> _SOURCE EXTRACT_
*** Begin section ***

# Twin tail halfmoon male... Help



## Maryacr (Jan 11, 2013)

We got Skye December 22nd as a gift for my daughter, he was perfectly fine and his fins were beautiful and graced in the water. About 2 weeks ago I went and got a 1 galloon tank. And a live plant... About 2 days later I found him with his fins severely clamped... Poor guy. I went and bought a thermometer, water tester and the aqueon water maintence.

housing 
What size is your tank? 1 gallon
What temperature is your tank? Was 74 until 2 days ago- resting at 78
Does your tank have a filter? Did... But the current was too strong so I only used it maybe 10 minutes. And watched the entire time.
Does your tank have an air stone or other type of aeration? No...
Is your tank heated? No... Light seems to keep it at 78
What tank mates does your betta fish live with? None

Food
What type of food do you feed your betta fish? Aqueon
How often do you feed your betta fish? 3 twice a day

Maintenance 
How often do you perform a water change? Q 3 days
What percentage of the water do you change when you perform a water change? 75%
What type of additives do you add to the water when you perform a water change? Aqueoun Betta Bowl Plus, was using tetra betta safe.

Water Parameters:
Have you tested your water? If so, what are the following parameters? I checked it with a strip from sentry mardel... It showed all well but maybe a little low in alkalinity... The color was yellow.

Ammonia:
Nitrite:
Nitrate:
pH:
Hardness:
Alkalinity: 

Symptoms and Treatment
How has your betta fish's appearance changed? Fins clamped
How has your betta fish's behavior changed? No, still very active and friendly
When did you start noticing the symptoms? 1 week ago
Have you started treating your fish? If so, how? No
Does your fish have any history of being ill? No
How old is your fish (approximately)? Thinking maybe a couple of months... I thought he was small


----------



## Maryacr (Jan 11, 2013)

This is how he used to look...


----------



## AyalaCookiejar (Nov 20, 2012)

Do you leave the tank light on all the time? A light will not heat a tank consistently. If you turn it off at night, those large temperature changes will stress him out a lot. I would get a heater and a light that does not change the temp so durastically. He needs to have both a consistent temp and a consistent day/night cycle. You should keep the lights on about 8-12 hours a day and try to turn them on and off around the same time each day. Also, watch the plant... I don't know what type of light you have, but without the correct lighting and nutrients, that plant will die and cause an ammonia spike.

Do you have SPECIFIC numbers for ammonia? It should be 0. Nothing is considered "safe" or "okay" except for 0.


----------



## MollyJean (Dec 29, 2009)

*** End section ***

> _EXERCISE 1_
In the betta thread, how many hours a day does the reply say to keep the lights on?
> _EXERCISE 2_
Reproduce the betta thread from "Do you leave" to "except for 0.".
> _EXERCISE 3_
Write what comes next in the betta thread, picking up after its last line.
The records are separate material with no connection to the betta thread.

> _MATERIAL PROVIDED_
*** Begin section ***

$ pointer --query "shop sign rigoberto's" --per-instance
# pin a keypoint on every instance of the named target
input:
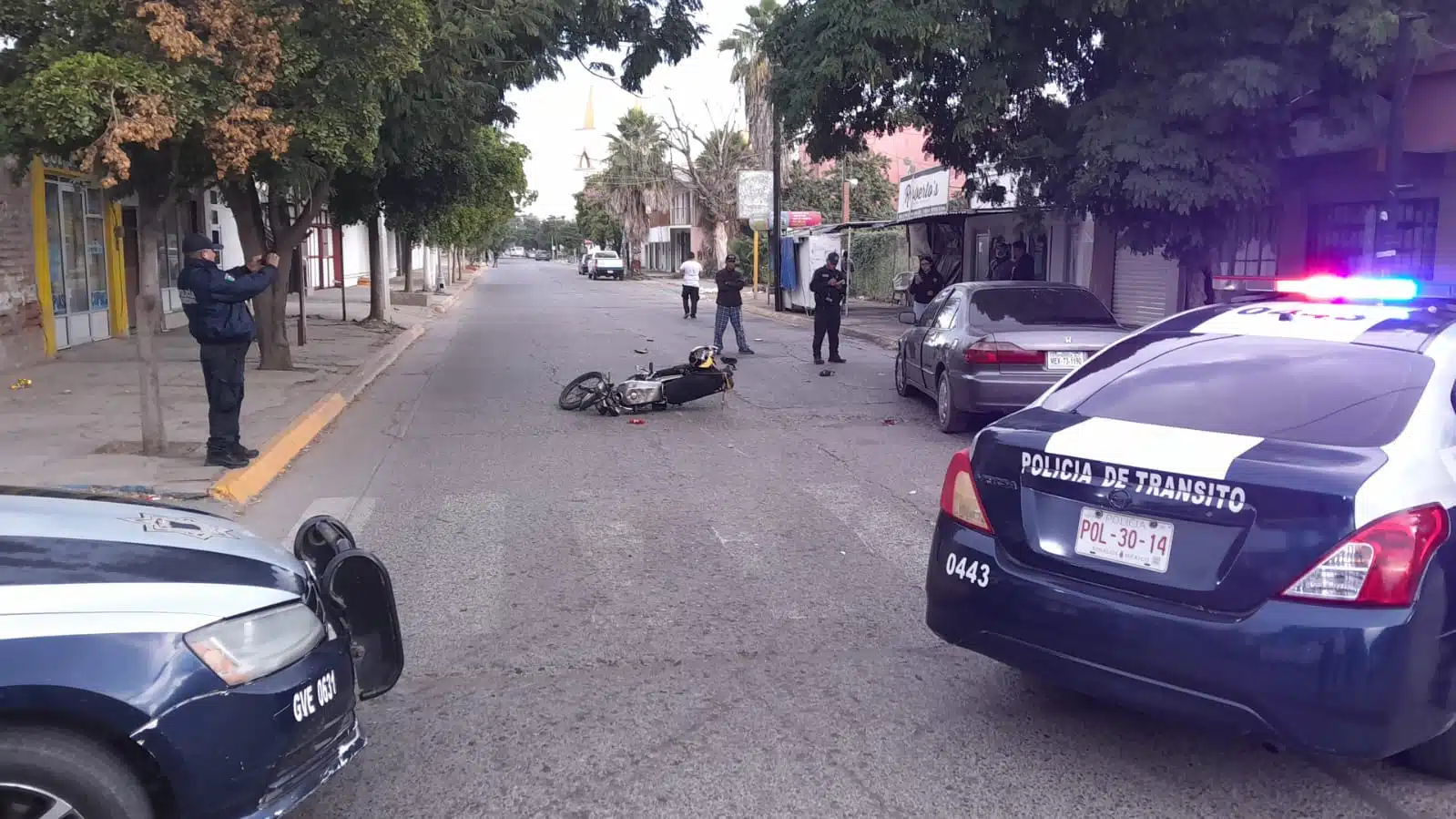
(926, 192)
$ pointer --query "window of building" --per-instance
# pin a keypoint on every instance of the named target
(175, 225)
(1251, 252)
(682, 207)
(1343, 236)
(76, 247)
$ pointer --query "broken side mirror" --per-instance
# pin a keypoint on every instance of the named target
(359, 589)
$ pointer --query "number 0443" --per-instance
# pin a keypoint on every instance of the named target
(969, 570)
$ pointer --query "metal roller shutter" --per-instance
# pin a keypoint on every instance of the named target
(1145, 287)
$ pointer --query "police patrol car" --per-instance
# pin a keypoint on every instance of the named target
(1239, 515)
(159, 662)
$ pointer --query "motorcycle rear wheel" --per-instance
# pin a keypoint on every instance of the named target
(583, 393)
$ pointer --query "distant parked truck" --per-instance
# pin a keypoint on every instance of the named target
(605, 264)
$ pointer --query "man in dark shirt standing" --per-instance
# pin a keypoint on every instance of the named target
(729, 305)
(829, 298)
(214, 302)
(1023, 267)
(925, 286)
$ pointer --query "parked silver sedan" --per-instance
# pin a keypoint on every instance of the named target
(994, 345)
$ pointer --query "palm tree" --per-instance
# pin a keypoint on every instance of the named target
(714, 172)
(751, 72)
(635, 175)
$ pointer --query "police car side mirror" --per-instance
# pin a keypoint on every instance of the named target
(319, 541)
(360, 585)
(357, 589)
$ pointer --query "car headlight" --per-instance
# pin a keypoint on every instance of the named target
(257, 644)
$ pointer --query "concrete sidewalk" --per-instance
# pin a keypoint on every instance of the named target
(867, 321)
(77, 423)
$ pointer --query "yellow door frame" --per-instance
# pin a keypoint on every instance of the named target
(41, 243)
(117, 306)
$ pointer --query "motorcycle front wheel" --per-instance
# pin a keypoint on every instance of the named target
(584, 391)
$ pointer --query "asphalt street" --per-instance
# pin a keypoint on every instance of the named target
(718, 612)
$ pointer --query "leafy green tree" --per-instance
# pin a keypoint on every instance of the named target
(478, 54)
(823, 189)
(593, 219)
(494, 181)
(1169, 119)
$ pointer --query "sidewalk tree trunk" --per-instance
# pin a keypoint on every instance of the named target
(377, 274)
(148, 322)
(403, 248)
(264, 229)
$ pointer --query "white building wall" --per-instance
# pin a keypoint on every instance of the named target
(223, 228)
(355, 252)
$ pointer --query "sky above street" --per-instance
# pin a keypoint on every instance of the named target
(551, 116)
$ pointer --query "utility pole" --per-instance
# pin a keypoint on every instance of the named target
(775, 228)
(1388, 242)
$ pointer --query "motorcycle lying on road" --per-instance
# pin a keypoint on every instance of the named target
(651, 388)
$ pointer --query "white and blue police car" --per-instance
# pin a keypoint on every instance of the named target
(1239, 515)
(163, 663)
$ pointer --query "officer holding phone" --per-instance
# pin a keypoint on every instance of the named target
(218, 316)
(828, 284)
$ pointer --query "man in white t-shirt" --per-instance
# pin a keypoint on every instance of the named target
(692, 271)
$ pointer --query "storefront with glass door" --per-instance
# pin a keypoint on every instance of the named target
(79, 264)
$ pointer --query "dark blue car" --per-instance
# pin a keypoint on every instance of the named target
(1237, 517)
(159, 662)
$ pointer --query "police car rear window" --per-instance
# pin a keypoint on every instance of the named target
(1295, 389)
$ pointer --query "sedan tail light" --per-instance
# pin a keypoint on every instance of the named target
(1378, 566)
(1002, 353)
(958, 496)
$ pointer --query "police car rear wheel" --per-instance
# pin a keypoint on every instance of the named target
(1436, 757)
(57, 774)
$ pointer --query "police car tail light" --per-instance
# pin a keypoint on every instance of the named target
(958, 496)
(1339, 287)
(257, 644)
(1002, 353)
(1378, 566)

*** End section ***

> _FINAL ANSWER 1_
About 8 to 12 hours a day.

> _FINAL ANSWER 2_
Do you leave the tank light on all the time? A light will not heat a tank consistently. If you turn it off at night, those large temperature changes will stress him out a lot. I would get a heater and a light that does not change the temp so durastically. He needs to have both a consistent temp and a consistent day/night cycle. You should keep the lights on about 8-12 hours a day and try to turn them on and off around the same time each day. Also, watch the plant... I don't know what type of light you have, but without the correct lighting and nutrients, that plant will die and cause an ammonia spike.

Do you have SPECIFIC numbers for ammonia? It should be 0. Nothing is considered "safe" or "okay" except for 0.

> _FINAL ANSWER 3_
You change the water once every 3 days, 75%, right? For a 1 gallon tank, that might not be enough. Small tanks are very hard to care for because you need to keep the water super clean, and have very little wiggle room to do so. more water changes might be needed, but a larger tank would work better. 3 gallons is ideal for a small tank. But to be honest I don't see him clamping because of of water conditions.

Do you have a proper heater or is the room temp/light used to heat the water?

Has the water been cloudy? 

Has he been eating the food you give him?

Is he rubbing up against the sides or any surfaces?

Does he act lethargic? Does he stay resting on the bottom or move around a lot?

Have you added any decorations, rocks or plants that are not meant for fish or aquariums recently?

Sometimes it's hard to figure out what's wrong with a fish... it's a process of elimination. It might be as simple as stress. If his tank is as bare, as your pictures show, he might just be stress. If his heat isn't stable, he might be stressed. Hiding places and a heater will do a lot to keep him healthy.


----------



## Maryacr (Jan 11, 2013)

I used a color reading chart for the test.... I'm sure it's not the best quality but it didn't have any touch of green in the color. Which the test says that's a zero... I have left the light on... So tomorrow I can go get a heater then start the change with the light. Will his fins ever be beautiful again you think?


----------



## Maryacr (Jan 11, 2013)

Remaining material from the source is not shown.